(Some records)
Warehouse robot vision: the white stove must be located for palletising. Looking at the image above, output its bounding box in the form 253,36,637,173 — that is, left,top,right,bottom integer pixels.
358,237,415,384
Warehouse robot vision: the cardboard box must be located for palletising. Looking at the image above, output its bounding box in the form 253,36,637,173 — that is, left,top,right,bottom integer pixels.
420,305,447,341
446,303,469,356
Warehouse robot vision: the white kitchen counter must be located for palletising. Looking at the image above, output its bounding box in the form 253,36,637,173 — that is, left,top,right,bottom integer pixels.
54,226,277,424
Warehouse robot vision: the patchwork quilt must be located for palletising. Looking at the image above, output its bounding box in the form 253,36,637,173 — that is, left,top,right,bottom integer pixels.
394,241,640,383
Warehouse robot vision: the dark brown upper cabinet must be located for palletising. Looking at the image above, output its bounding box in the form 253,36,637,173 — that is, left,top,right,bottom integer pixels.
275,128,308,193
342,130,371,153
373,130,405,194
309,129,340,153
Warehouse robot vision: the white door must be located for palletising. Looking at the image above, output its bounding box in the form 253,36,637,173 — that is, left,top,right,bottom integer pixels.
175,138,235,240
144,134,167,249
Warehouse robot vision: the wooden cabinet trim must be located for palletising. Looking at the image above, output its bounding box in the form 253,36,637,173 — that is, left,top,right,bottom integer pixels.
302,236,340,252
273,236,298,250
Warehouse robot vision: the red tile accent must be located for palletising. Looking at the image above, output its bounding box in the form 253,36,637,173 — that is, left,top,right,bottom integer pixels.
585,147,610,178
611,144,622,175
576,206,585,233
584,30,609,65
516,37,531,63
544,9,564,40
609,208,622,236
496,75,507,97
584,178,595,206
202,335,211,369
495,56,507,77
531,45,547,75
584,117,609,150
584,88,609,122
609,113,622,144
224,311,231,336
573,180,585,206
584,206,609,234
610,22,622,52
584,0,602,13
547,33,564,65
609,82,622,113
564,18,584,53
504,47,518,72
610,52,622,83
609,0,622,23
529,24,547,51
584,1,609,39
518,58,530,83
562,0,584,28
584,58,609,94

GIVEN PROBLEM: Recast every line of the material above as a Markdown table with the columns "Row" and "Material line", numbering the rows in order and leaving out any blank lines.

FINISHED ANSWER:
| Row | Material line |
|---|---|
| 1 | Warehouse robot vision: the white stove must be located for palletising. Looking at the image above, output its bounding box in the form 253,36,637,173 — that is, left,top,right,bottom integer pixels. |
| 2 | 358,237,415,384 |
| 3 | Warehouse robot vision: the cardboard box must be located for palletising. Looking at the image above, output its bounding box in the form 253,36,637,173 — that is, left,top,right,bottom integer pixels. |
| 4 | 420,305,447,341 |
| 5 | 446,303,469,356 |
| 6 | Warehouse robot vision: the white kitchen counter must be located for palletising. Looking at the image above, output its bounding box in the form 253,36,637,173 — that is, left,top,right,bottom integer pixels. |
| 7 | 54,226,277,424 |
| 8 | Warehouse robot vision: the patchwork quilt must be located for palletising. Looking at the image above, output its bounding box in the form 253,36,637,173 — that is, left,top,right,bottom integer pixels. |
| 9 | 394,241,640,383 |
| 10 | Warehouse robot vision: the dark brown upper cabinet must be located for palletising. Looking at the image above, output its bounding box in the form 253,36,637,173 — that is, left,top,right,bottom integer pixels. |
| 11 | 275,128,308,193 |
| 12 | 342,130,371,153 |
| 13 | 373,130,405,194 |
| 14 | 309,129,340,153 |
| 15 | Warehouse robot vision: the white door must be located for palletising. Looking at the image above, output its bounding box in the form 253,36,637,173 — that is, left,top,right,bottom integer pixels. |
| 16 | 175,138,235,240 |
| 17 | 144,134,167,249 |
| 18 | Warehouse robot vision: the wooden cabinet trim must be located for palletising. Looking at the image above, output its bounding box in the form 253,36,637,173 — that is, left,top,right,bottom integer pixels. |
| 19 | 302,236,340,252 |
| 20 | 273,236,298,250 |
| 21 | Warehouse robot vision: the red tile accent must be located for palletising. Looking at the image above, output its bounding box in the form 253,36,637,173 — that is, left,top,right,bottom integer pixels. |
| 22 | 585,147,610,178 |
| 23 | 611,144,622,175 |
| 24 | 576,206,585,233 |
| 25 | 584,30,609,65 |
| 26 | 516,37,531,63 |
| 27 | 544,9,564,40 |
| 28 | 609,208,622,236 |
| 29 | 496,75,507,97 |
| 30 | 584,178,595,206 |
| 31 | 202,335,211,369 |
| 32 | 495,56,507,77 |
| 33 | 531,45,547,75 |
| 34 | 584,117,609,150 |
| 35 | 584,88,609,122 |
| 36 | 609,113,622,144 |
| 37 | 224,311,231,336 |
| 38 | 573,180,585,206 |
| 39 | 584,206,609,234 |
| 40 | 610,22,622,52 |
| 41 | 584,0,602,13 |
| 42 | 547,33,564,65 |
| 43 | 609,82,622,113 |
| 44 | 564,18,584,53 |
| 45 | 504,47,518,72 |
| 46 | 610,52,622,83 |
| 47 | 609,0,622,23 |
| 48 | 529,24,547,51 |
| 49 | 584,1,609,39 |
| 50 | 518,58,530,83 |
| 51 | 562,0,584,28 |
| 52 | 584,58,609,94 |